## [Exercise objective]
An exact copy of all entries is the expected answer.

## [Data for analysis]

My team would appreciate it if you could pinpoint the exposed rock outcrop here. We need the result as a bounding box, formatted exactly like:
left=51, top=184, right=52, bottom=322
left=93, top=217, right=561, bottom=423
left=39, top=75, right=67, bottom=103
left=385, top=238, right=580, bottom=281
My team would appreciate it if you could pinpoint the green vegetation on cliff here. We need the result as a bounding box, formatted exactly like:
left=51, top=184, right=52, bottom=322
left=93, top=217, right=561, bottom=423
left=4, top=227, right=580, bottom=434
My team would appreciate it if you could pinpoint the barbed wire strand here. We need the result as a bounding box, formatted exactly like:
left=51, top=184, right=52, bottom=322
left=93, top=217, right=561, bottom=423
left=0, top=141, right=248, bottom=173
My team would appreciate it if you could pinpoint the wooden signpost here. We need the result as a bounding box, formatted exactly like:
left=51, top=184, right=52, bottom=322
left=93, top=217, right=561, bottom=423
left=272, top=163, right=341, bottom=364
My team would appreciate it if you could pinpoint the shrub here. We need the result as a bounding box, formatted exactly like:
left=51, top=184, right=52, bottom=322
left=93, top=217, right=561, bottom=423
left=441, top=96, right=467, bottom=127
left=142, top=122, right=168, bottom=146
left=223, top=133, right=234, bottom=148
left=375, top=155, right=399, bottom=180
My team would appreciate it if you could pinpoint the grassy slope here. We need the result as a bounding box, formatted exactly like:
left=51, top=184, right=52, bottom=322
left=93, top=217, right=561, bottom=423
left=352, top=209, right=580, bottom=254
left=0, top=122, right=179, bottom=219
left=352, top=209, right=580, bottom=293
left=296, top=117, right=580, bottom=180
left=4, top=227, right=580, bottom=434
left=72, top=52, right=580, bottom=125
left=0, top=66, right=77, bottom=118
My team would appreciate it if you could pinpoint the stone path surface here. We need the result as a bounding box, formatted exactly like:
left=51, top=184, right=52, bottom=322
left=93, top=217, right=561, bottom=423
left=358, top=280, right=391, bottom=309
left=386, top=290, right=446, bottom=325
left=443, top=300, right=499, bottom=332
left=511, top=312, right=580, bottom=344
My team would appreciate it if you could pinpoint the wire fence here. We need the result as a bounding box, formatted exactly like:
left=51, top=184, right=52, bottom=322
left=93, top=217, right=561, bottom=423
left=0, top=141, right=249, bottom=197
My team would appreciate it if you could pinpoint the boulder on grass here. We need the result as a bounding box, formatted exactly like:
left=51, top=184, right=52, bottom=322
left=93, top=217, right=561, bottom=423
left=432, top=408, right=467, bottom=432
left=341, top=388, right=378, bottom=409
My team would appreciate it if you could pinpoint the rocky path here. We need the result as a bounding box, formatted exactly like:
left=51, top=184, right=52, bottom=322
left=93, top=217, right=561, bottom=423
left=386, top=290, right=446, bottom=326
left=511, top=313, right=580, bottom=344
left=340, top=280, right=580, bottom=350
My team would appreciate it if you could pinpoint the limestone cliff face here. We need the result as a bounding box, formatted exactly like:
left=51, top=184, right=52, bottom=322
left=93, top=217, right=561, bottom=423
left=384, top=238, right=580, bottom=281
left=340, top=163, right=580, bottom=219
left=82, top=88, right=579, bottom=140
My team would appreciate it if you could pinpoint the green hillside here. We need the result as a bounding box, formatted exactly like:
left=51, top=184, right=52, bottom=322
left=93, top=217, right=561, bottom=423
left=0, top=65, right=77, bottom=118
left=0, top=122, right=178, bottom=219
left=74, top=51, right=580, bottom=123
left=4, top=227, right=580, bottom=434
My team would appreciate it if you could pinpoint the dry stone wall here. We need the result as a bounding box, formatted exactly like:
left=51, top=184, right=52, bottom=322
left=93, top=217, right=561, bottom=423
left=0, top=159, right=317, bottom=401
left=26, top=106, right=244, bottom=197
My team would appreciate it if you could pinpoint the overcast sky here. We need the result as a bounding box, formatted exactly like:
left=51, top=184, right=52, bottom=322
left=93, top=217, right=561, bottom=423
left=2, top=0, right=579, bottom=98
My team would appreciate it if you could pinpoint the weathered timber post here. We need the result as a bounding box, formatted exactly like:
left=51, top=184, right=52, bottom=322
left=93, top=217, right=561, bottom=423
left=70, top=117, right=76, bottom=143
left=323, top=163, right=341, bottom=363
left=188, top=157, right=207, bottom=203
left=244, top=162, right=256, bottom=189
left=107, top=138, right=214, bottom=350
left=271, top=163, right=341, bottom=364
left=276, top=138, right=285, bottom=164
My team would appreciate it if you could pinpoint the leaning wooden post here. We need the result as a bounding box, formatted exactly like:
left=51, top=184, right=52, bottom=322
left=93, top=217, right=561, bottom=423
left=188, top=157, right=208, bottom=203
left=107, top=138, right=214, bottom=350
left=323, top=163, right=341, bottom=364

## [Expected answer]
My team would appreciate it if you could pinpoint the exposed rock outcrop here. We need the result as a bounding box, formatted exactly like:
left=51, top=184, right=52, bottom=322
left=93, top=217, right=561, bottom=423
left=39, top=75, right=67, bottom=103
left=385, top=238, right=580, bottom=281
My team would appreciate it if you could pinpoint the green vegetation on cliff here. We need the result as a bounding box, formatted exactly like:
left=51, top=184, right=52, bottom=322
left=93, top=217, right=561, bottom=423
left=4, top=227, right=580, bottom=434
My team would appreciate it if you could pinpoint the barbed wire strand here. We need the result as a bounding box, formatted exactly like:
left=51, top=184, right=52, bottom=322
left=93, top=217, right=561, bottom=423
left=0, top=141, right=248, bottom=173
My team would appreciate it if you could pinpoint the wooden signpost here. We need the result as a bounding box, formatted exactly like:
left=51, top=184, right=52, bottom=322
left=93, top=217, right=561, bottom=423
left=272, top=163, right=341, bottom=364
My team would appreciate it if you could pinpoint the shrub here. We need the result as a bounding box, formatted exactly like:
left=51, top=184, right=52, bottom=322
left=93, top=217, right=561, bottom=423
left=441, top=96, right=467, bottom=127
left=142, top=122, right=168, bottom=146
left=223, top=133, right=234, bottom=148
left=375, top=155, right=399, bottom=180
My team would appreciate it if you could pinpoint the grassy slope here. We need the result as a bounding box, formatted exactly like:
left=51, top=184, right=52, bottom=322
left=93, top=217, right=561, bottom=423
left=352, top=209, right=580, bottom=254
left=0, top=122, right=179, bottom=219
left=352, top=209, right=580, bottom=293
left=296, top=117, right=580, bottom=180
left=4, top=227, right=580, bottom=434
left=72, top=52, right=580, bottom=125
left=0, top=66, right=77, bottom=118
My team would appreciate it if you could pinpoint the stone path surface here. We need the result as a bounding box, formatted exactly like:
left=51, top=184, right=52, bottom=322
left=93, top=217, right=561, bottom=423
left=358, top=280, right=391, bottom=309
left=386, top=290, right=446, bottom=325
left=443, top=300, right=499, bottom=332
left=511, top=312, right=580, bottom=344
My team would appreciate it if you could pinpoint the wire fence here. We need the result as a bounding box, formatted exactly like:
left=51, top=184, right=52, bottom=322
left=93, top=217, right=561, bottom=423
left=0, top=141, right=249, bottom=197
My team would appreciate it if you could pinpoint the boulder on grass here. We need the result as a bounding box, formatted exactly like:
left=51, top=184, right=52, bottom=322
left=93, top=217, right=561, bottom=423
left=432, top=408, right=467, bottom=432
left=341, top=388, right=378, bottom=409
My team would appreciate it if you could pinpoint the rocky path here. We need the result as a bounding box, formatted exactly like:
left=51, top=184, right=52, bottom=322
left=93, top=217, right=561, bottom=423
left=386, top=290, right=446, bottom=326
left=511, top=313, right=580, bottom=344
left=340, top=280, right=580, bottom=350
My team would appreciate it if you could pinpoint the limestone cliff face here. We need the result as a bounding box, formatted exactly like:
left=51, top=184, right=52, bottom=322
left=93, top=217, right=561, bottom=423
left=384, top=238, right=580, bottom=281
left=340, top=163, right=580, bottom=219
left=82, top=88, right=579, bottom=140
My team would appreciate it if you could pinpoint the green hillside here. We need the result as a bounding box, formatted exactly like:
left=51, top=184, right=52, bottom=322
left=93, top=217, right=561, bottom=423
left=0, top=65, right=77, bottom=118
left=0, top=122, right=178, bottom=219
left=74, top=51, right=580, bottom=123
left=4, top=227, right=580, bottom=434
My team would appreciate it if you could pinpoint the dry stone wall here. We need the result as a bounding box, formatted exactly like:
left=51, top=184, right=52, bottom=322
left=93, top=217, right=561, bottom=423
left=0, top=159, right=317, bottom=401
left=26, top=106, right=244, bottom=197
My team would appreciate it if you could pinpoint the overcast sky here. We need the result as a bounding box, formatted exactly like:
left=51, top=184, right=52, bottom=322
left=93, top=217, right=561, bottom=423
left=2, top=0, right=579, bottom=98
My team would appreciate it if you could pinpoint the weathered timber post here. We need the result as a bounding box, formatted exactly like:
left=51, top=184, right=52, bottom=322
left=93, top=217, right=561, bottom=423
left=70, top=117, right=76, bottom=143
left=323, top=163, right=341, bottom=363
left=188, top=157, right=207, bottom=203
left=244, top=162, right=256, bottom=189
left=107, top=138, right=214, bottom=350
left=271, top=163, right=341, bottom=364
left=276, top=138, right=285, bottom=164
My team would appreciate it if you could pinpoint the leaning wooden post here. We need the result as a bounding box, formatted exactly like:
left=51, top=184, right=52, bottom=322
left=93, top=217, right=561, bottom=423
left=188, top=157, right=208, bottom=203
left=107, top=138, right=214, bottom=350
left=323, top=163, right=341, bottom=364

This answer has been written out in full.